[WRITTEN EXERCISE]
Update the part that opens with the line containing "Where can the blue" and closes with the line containing "Where can the goggle" by replacing "instance" with "occurrence" and leaving everything else unchanged. Return only those lines.

[INFORMATION SHOWN]
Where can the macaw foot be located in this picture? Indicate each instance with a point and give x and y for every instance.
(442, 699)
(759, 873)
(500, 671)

...

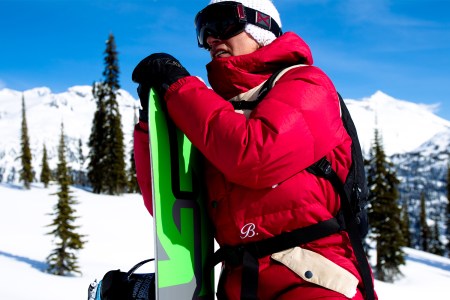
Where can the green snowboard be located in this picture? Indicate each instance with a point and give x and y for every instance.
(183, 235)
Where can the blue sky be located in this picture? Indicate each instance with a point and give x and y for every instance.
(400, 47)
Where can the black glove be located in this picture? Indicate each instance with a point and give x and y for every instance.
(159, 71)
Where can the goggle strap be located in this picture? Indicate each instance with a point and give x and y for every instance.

[SOLUTION TO THIS EXERCISE]
Where can the blue sky be located in this picture? Indicate each occurrence with a point and give x and y for every occurrence.
(400, 47)
Where can the black glove be located in this picture? Indicate each occurrence with a point and give x and y for every occurrence.
(159, 71)
Where can the goggle strap be located in this picture? Indicate each occurrence with a point and give x and y for every occurrence.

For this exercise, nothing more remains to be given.